Reproduce every line of the listing below, requests included, and shift each polygon vertex coordinate in the answers by adding 10 to it.

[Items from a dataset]
# # # #

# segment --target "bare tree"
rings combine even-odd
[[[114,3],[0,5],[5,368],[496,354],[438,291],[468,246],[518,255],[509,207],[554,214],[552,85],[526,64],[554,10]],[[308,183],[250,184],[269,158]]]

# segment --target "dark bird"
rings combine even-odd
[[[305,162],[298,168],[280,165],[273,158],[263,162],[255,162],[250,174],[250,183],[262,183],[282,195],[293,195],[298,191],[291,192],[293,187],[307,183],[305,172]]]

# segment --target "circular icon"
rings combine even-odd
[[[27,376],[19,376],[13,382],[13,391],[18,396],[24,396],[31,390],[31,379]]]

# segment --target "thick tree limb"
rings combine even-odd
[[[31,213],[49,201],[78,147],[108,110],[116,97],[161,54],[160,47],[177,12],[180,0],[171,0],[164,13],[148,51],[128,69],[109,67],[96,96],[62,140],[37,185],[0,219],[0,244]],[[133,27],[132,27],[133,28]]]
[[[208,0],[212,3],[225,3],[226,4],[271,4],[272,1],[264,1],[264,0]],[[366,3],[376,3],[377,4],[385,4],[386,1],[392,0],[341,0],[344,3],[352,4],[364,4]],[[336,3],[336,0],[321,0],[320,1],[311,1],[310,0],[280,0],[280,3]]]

# # # #

:: CORRECT RESPONSE ::
# segment --target "bare tree"
rings combine even-odd
[[[124,13],[10,15],[15,378],[506,364],[448,301],[478,256],[528,265],[519,217],[564,224],[562,95],[536,74],[564,20]],[[318,193],[260,194],[279,168]]]

# segment --target "dark bird"
rings combine even-odd
[[[315,172],[308,178],[290,175],[283,168],[273,172],[265,172],[260,184],[260,193],[272,193],[292,205],[303,205],[308,201],[301,202],[303,197],[317,193],[315,182]]]

# segment --target "circular icon"
rings combine even-odd
[[[37,386],[29,386],[23,392],[23,401],[28,406],[34,406],[41,400],[41,389]]]

# segment --target "thick tree limb"
rings combine even-odd
[[[41,223],[59,211],[88,157],[118,120],[126,107],[171,64],[170,57],[187,22],[190,10],[181,10],[174,23],[158,61],[138,79],[119,77],[106,106],[72,150],[47,195],[10,229],[10,254]],[[143,37],[142,37],[143,38]]]
[[[218,10],[222,13],[235,13],[236,14],[281,14],[282,11],[274,11],[274,10]],[[376,13],[386,13],[387,14],[395,14],[396,11],[402,10],[351,10],[354,13],[362,14],[374,14]],[[346,13],[346,10],[331,10],[330,11],[321,11],[320,10],[290,10],[290,13]]]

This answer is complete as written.